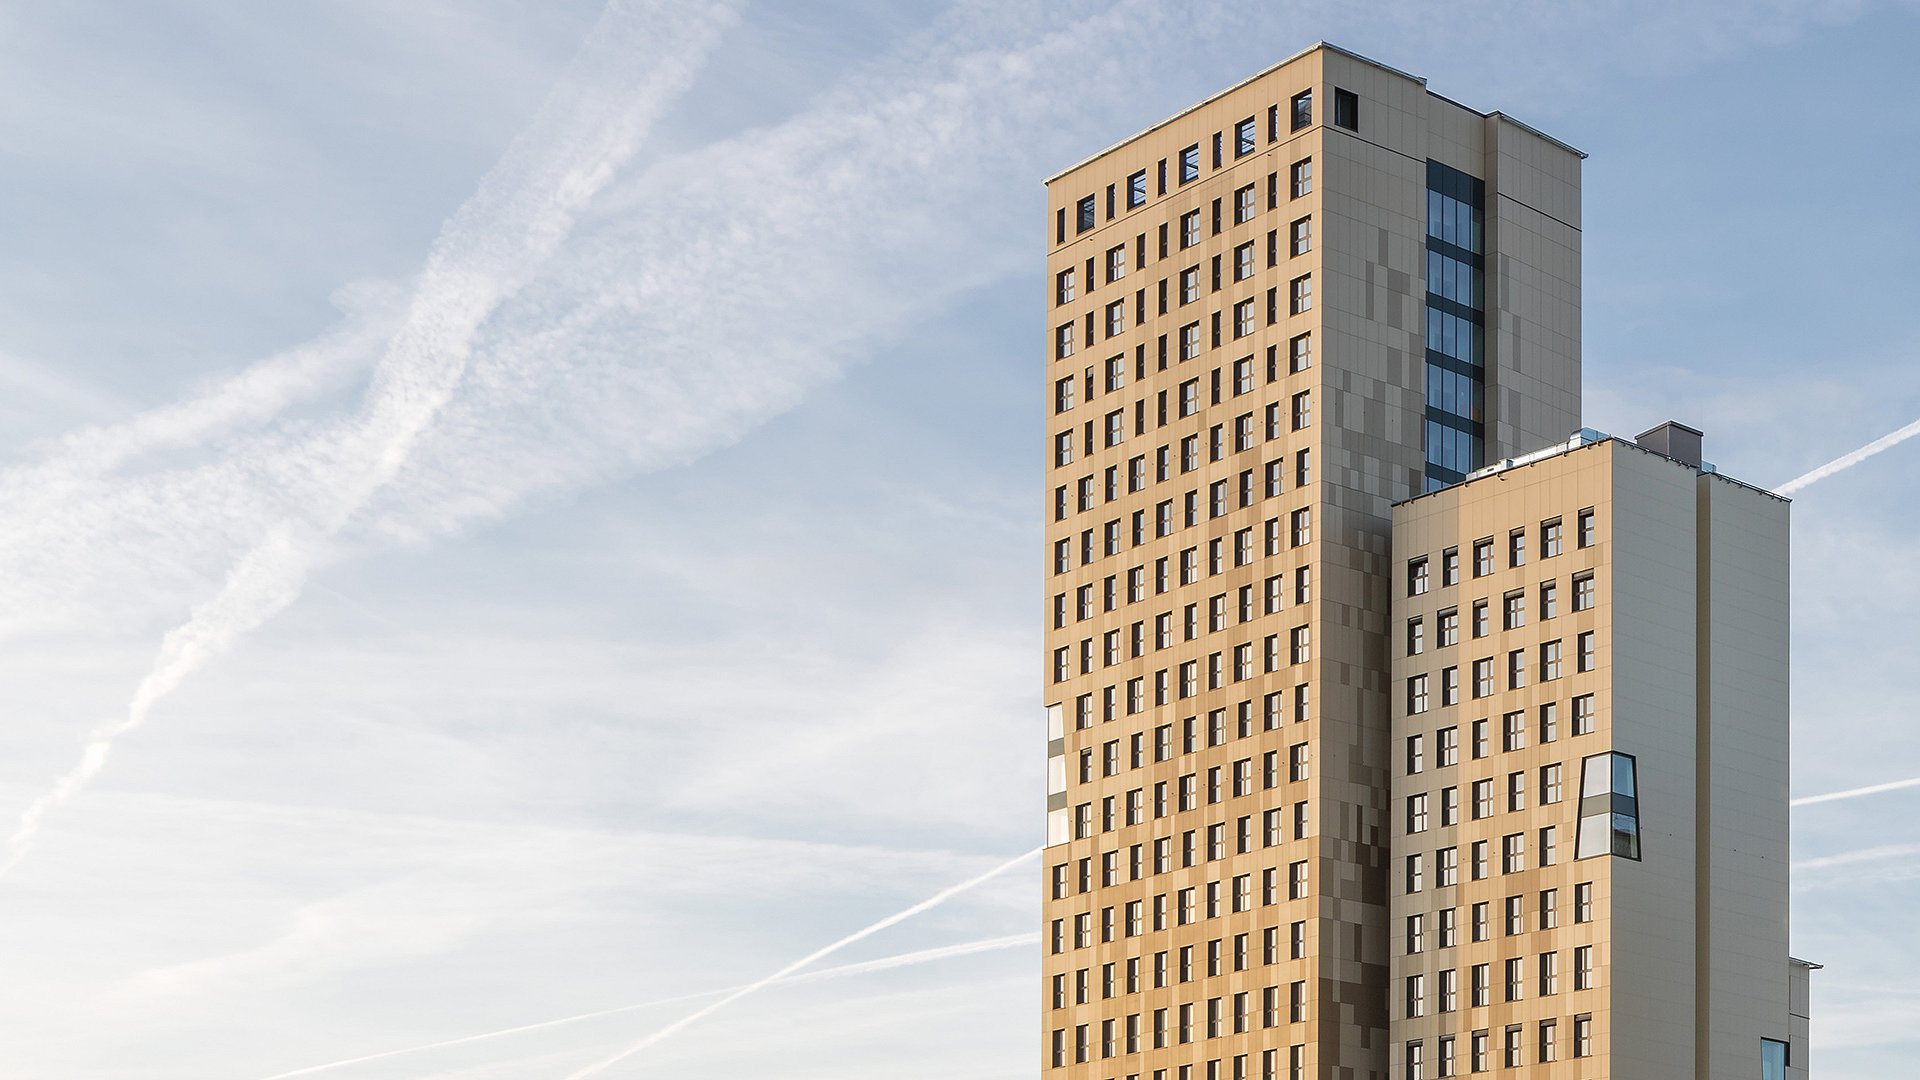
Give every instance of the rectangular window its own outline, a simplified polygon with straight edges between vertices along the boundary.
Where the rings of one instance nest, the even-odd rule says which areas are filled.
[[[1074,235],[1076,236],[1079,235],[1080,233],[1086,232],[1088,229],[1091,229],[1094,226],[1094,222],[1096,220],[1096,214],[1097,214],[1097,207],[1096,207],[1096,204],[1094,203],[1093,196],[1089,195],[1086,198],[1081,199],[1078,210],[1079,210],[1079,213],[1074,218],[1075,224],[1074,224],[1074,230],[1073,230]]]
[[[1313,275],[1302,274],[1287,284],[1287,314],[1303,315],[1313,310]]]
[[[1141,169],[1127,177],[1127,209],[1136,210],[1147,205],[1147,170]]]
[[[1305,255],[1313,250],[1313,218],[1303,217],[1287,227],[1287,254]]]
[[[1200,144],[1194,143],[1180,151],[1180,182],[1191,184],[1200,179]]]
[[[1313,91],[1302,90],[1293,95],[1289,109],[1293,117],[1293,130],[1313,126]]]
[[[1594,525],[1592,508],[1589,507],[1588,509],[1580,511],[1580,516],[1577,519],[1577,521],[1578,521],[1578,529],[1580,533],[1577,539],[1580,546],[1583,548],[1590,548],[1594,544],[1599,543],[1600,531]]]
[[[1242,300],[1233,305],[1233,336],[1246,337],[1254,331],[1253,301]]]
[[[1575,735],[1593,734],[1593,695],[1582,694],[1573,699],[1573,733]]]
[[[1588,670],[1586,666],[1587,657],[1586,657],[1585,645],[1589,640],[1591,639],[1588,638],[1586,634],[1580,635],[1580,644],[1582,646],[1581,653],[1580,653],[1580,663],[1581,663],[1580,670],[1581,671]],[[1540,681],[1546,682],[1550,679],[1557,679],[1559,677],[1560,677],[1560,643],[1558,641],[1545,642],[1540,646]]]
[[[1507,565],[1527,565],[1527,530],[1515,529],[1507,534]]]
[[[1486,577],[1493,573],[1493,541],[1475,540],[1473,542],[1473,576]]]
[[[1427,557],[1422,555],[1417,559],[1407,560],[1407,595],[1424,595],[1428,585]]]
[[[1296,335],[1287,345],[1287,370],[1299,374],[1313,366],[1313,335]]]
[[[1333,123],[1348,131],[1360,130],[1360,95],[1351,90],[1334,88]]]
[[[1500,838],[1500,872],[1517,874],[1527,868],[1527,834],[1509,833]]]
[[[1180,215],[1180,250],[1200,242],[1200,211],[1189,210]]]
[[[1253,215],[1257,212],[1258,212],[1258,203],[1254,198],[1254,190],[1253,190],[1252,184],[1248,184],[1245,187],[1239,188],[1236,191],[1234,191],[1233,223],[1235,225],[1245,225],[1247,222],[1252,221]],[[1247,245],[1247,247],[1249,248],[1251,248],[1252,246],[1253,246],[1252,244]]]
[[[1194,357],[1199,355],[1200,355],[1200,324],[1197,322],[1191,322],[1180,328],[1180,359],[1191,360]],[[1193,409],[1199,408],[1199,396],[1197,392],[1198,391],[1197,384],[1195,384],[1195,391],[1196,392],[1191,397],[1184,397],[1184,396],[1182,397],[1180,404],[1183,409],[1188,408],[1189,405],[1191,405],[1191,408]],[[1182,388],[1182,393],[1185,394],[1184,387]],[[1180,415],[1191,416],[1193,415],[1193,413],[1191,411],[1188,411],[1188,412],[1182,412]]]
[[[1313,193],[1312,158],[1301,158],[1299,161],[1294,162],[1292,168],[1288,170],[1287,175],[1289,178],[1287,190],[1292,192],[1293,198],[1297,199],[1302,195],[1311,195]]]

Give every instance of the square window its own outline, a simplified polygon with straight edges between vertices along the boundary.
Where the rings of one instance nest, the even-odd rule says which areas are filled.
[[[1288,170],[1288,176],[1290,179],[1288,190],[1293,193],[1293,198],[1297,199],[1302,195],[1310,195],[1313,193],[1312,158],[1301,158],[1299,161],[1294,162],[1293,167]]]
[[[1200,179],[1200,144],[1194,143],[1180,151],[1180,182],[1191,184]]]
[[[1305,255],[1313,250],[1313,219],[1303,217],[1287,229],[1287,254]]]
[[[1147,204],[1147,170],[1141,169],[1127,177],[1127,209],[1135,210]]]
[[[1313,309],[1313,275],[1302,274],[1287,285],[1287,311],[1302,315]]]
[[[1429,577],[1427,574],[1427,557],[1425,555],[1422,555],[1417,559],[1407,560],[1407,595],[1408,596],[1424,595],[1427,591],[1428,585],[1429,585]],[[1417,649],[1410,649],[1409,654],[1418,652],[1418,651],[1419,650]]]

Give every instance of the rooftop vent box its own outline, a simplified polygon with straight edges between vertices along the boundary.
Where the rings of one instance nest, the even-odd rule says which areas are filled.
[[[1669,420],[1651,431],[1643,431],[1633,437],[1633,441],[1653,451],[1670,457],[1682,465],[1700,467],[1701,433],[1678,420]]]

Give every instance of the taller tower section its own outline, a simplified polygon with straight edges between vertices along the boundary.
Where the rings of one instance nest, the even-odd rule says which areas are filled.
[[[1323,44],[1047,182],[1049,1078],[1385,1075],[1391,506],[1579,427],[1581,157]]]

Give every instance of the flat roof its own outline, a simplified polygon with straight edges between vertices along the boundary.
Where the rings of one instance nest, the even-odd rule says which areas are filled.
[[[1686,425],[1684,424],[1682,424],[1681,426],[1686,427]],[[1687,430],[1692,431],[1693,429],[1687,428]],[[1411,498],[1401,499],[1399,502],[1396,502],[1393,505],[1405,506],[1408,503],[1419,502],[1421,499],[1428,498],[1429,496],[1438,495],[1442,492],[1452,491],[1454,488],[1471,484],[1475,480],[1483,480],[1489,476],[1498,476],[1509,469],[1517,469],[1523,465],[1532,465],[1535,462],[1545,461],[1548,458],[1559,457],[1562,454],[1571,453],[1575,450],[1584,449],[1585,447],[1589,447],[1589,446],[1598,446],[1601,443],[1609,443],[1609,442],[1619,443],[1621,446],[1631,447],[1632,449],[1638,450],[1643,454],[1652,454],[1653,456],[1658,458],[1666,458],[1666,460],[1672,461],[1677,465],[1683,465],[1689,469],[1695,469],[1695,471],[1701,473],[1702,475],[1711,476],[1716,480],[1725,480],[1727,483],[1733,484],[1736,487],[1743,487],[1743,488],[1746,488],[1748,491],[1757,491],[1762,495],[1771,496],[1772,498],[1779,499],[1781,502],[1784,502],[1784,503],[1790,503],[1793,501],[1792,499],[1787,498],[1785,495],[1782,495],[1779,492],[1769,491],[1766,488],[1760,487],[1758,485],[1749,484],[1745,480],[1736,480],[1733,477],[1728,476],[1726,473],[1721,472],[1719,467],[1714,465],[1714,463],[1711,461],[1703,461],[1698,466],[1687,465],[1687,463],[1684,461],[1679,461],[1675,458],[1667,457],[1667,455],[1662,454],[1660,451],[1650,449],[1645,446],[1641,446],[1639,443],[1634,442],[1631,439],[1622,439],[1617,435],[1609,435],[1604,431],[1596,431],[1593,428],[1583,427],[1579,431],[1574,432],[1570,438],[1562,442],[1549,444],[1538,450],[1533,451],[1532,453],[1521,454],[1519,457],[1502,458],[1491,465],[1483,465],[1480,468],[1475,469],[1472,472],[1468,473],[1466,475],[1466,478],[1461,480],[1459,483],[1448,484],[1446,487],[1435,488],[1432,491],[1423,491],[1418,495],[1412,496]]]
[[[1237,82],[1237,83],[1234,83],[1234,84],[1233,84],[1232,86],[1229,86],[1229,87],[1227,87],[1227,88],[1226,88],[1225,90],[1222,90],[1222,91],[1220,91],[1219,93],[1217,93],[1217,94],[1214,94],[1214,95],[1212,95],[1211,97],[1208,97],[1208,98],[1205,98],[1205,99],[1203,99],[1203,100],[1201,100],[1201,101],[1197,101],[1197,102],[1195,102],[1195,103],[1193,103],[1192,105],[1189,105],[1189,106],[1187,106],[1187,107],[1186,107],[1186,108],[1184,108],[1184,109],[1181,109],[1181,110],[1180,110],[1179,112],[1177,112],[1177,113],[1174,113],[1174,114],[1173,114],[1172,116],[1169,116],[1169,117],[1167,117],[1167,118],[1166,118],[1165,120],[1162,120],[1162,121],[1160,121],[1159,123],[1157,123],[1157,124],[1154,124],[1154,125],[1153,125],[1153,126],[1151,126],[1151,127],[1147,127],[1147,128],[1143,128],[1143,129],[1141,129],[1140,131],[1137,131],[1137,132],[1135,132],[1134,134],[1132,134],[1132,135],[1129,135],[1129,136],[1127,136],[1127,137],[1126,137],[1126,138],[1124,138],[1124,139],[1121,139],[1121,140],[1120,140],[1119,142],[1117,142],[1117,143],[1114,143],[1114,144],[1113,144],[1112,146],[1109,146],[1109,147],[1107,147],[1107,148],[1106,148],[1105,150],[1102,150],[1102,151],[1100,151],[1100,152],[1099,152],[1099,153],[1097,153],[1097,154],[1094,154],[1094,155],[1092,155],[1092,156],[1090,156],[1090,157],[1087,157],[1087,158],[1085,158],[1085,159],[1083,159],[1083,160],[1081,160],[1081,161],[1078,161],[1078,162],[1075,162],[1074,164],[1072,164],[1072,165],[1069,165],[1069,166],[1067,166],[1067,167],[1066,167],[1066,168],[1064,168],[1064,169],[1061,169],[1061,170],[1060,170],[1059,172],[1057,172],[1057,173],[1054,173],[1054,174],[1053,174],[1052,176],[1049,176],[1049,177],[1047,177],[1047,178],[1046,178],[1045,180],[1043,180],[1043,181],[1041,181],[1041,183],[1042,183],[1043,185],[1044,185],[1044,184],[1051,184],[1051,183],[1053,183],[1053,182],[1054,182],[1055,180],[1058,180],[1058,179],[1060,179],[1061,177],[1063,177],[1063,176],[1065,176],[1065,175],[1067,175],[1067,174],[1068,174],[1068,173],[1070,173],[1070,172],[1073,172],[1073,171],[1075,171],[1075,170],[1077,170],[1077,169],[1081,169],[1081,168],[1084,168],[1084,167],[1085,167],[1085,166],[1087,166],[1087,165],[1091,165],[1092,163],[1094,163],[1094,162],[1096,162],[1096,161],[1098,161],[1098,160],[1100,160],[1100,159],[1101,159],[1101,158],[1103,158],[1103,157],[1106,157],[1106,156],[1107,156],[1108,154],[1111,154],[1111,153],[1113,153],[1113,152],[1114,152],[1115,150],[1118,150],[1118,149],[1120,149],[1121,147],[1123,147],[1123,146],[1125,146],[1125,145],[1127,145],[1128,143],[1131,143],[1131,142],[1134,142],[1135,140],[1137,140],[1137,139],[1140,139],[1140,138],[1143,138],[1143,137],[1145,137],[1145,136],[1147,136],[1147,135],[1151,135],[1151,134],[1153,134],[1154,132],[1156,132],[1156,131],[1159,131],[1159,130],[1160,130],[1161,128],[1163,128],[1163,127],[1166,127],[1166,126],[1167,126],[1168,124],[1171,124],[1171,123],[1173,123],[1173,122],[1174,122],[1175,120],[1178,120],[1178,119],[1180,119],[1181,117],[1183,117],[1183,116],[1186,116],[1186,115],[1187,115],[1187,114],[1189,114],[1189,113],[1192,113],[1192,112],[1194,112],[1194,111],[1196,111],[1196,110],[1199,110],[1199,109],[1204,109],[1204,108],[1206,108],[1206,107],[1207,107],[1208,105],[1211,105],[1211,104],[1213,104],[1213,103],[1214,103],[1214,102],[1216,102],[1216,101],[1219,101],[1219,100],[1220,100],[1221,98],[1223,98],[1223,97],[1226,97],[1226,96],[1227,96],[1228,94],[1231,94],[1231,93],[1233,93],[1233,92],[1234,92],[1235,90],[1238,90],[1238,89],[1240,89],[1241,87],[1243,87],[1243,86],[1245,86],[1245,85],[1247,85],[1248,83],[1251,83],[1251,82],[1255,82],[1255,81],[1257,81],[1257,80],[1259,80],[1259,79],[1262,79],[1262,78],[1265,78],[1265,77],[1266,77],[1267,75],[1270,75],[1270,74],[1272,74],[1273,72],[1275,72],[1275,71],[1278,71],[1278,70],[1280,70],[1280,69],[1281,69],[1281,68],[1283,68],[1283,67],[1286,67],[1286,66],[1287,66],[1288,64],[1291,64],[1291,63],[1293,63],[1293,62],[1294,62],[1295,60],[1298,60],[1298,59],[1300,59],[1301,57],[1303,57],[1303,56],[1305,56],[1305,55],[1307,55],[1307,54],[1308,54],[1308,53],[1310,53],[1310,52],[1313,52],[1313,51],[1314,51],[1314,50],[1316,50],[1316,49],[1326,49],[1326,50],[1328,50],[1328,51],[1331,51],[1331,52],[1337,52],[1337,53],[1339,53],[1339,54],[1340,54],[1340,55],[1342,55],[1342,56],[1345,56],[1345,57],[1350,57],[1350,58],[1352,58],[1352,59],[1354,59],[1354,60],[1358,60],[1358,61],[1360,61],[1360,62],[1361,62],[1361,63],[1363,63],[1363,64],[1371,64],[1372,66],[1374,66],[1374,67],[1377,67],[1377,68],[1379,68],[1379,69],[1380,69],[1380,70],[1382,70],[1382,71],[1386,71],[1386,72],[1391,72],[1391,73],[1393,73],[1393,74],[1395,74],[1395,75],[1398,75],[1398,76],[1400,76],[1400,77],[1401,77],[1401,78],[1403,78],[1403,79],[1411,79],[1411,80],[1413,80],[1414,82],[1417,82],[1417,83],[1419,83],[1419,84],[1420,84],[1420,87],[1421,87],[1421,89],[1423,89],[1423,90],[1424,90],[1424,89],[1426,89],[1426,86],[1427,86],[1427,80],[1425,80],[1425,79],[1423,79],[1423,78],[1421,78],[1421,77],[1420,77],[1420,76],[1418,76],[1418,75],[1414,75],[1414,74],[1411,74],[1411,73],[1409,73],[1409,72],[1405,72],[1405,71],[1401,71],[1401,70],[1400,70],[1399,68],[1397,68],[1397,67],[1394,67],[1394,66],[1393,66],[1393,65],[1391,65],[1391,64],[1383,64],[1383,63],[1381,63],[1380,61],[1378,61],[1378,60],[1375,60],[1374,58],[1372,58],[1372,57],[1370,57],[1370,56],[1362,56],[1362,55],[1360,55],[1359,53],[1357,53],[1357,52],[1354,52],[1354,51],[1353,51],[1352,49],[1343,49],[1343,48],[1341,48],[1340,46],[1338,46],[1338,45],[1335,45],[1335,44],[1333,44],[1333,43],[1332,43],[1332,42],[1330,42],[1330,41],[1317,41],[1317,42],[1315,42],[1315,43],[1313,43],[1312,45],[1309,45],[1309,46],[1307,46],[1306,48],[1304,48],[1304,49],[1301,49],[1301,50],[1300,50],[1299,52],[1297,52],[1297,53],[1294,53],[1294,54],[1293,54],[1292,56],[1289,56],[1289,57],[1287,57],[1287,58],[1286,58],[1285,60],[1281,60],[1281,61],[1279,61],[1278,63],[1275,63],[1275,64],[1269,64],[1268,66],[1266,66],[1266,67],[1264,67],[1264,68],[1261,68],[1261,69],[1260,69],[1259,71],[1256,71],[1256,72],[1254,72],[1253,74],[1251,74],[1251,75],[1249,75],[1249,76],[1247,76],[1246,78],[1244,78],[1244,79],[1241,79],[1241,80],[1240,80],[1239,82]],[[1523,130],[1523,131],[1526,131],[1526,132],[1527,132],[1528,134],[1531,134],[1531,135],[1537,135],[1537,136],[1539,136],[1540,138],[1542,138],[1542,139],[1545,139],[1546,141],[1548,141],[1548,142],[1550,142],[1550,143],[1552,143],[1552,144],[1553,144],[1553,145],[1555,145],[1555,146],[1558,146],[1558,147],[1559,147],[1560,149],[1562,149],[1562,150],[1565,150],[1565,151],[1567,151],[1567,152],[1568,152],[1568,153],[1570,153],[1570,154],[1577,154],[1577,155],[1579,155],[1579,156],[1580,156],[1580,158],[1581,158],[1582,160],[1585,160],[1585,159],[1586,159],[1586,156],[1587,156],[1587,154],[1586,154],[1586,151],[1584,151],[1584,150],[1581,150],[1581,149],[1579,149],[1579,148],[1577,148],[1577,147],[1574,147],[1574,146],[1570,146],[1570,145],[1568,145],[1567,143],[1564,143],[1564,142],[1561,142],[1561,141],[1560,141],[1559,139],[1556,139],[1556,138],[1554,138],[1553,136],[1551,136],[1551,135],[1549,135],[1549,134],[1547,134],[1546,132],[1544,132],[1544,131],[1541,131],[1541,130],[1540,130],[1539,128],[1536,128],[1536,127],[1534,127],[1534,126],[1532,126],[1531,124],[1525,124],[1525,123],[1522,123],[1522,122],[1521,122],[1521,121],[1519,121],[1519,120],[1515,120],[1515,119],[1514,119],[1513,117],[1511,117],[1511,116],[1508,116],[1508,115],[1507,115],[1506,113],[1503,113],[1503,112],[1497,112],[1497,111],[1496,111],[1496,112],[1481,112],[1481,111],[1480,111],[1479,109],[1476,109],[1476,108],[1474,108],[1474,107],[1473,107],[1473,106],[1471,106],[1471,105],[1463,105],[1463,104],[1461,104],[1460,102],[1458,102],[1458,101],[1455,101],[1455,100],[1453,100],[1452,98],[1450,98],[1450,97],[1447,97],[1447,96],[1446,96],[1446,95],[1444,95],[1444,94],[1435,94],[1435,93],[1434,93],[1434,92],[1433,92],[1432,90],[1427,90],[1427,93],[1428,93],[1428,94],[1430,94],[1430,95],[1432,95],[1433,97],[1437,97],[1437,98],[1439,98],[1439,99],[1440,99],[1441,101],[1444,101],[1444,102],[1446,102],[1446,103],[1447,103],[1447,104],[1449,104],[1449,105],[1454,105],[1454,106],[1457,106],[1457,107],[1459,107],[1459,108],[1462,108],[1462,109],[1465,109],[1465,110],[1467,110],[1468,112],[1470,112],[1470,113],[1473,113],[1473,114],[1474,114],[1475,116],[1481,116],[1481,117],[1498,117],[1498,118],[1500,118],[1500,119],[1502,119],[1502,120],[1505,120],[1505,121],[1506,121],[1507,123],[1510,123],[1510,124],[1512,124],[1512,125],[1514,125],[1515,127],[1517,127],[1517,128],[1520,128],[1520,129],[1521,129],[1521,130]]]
--------------------------------
To do - Among the entries above, tally each line with the string "outline" and state that figure only.

Solution for this problem - 5